*What to work on*
State how many lines in the entries below contain the word "bending", and give only that number.

[Collected data]
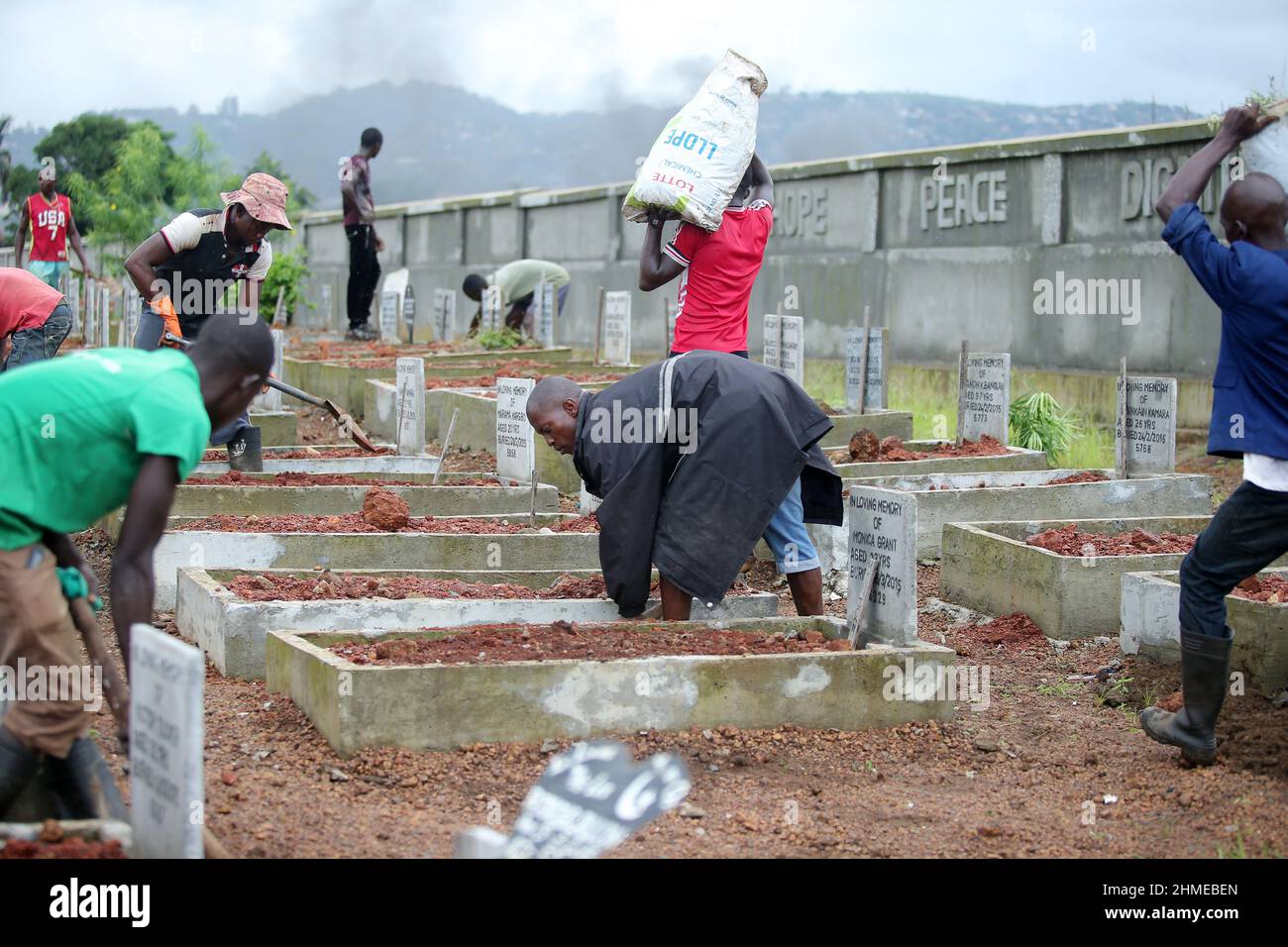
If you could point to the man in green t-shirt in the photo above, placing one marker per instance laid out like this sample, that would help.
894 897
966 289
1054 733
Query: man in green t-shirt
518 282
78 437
* * *
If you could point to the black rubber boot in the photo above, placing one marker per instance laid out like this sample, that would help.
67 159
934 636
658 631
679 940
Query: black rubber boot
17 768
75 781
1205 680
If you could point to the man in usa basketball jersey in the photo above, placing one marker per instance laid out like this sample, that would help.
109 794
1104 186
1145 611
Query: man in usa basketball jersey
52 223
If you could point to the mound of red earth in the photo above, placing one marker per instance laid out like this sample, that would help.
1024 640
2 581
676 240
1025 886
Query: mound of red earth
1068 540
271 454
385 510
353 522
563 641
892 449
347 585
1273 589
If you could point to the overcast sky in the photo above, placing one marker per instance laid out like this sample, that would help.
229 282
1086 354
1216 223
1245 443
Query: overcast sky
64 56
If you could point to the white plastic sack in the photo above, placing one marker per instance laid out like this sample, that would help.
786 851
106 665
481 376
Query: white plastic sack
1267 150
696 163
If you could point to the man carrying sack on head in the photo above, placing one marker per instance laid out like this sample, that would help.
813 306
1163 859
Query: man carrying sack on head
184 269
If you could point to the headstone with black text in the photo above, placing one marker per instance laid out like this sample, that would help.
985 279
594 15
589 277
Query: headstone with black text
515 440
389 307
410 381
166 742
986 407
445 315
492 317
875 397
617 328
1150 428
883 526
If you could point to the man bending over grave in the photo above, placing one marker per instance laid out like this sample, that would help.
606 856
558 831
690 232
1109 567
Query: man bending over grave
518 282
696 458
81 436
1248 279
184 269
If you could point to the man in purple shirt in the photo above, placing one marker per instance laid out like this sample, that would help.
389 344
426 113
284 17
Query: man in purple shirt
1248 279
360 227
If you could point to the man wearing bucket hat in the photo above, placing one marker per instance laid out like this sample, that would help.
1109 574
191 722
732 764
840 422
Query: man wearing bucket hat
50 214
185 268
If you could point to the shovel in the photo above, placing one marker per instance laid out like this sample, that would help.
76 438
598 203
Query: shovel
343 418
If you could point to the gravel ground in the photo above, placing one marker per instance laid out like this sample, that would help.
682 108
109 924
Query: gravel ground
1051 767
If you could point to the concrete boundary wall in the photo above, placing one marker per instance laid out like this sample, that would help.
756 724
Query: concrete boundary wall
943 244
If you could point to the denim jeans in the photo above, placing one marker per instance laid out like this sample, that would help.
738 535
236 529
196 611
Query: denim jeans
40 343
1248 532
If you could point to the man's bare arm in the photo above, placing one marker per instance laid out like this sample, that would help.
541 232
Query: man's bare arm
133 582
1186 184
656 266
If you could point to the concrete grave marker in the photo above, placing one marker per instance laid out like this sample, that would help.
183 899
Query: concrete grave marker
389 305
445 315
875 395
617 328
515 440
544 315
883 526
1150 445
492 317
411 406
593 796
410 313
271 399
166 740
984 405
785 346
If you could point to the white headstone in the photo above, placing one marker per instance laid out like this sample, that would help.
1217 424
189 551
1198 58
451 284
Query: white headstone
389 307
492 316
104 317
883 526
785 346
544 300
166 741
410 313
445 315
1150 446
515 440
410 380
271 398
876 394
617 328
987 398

*Answer below*
2